- **Aim of the exercise**
Wherever a picture appears, leave it out; set down everything else in the records exactly.
********
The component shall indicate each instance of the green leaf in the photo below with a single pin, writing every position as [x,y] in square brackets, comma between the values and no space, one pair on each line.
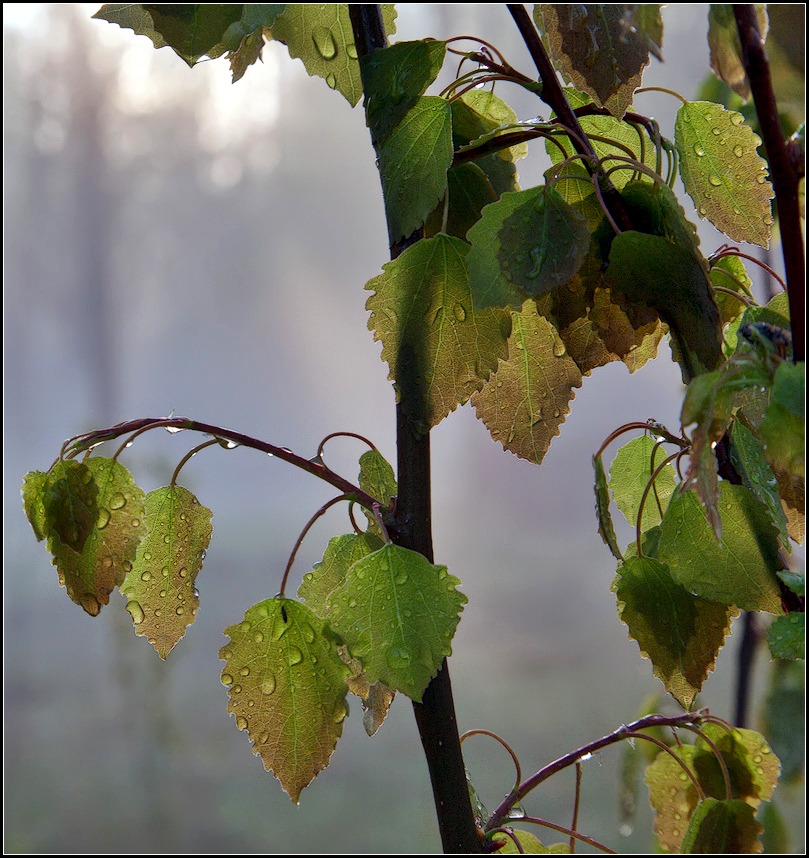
[787,636]
[320,35]
[529,845]
[413,162]
[605,528]
[722,171]
[70,502]
[89,576]
[161,597]
[528,398]
[737,570]
[34,486]
[756,475]
[439,348]
[726,50]
[319,586]
[652,270]
[395,78]
[783,428]
[542,241]
[630,473]
[287,689]
[679,633]
[597,48]
[722,828]
[192,29]
[398,613]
********
- **Solution below**
The component shall indicate each instance of the green leaf in the photo below with a single pin, writing every position as [x,y] in square brackets, comma between the values and no space, one pair on each line.
[787,636]
[320,35]
[529,845]
[413,162]
[605,528]
[722,171]
[70,502]
[89,576]
[161,597]
[528,398]
[737,570]
[34,486]
[756,475]
[439,348]
[726,50]
[319,586]
[652,270]
[395,78]
[783,428]
[542,241]
[630,473]
[287,689]
[679,633]
[597,48]
[722,828]
[192,29]
[398,613]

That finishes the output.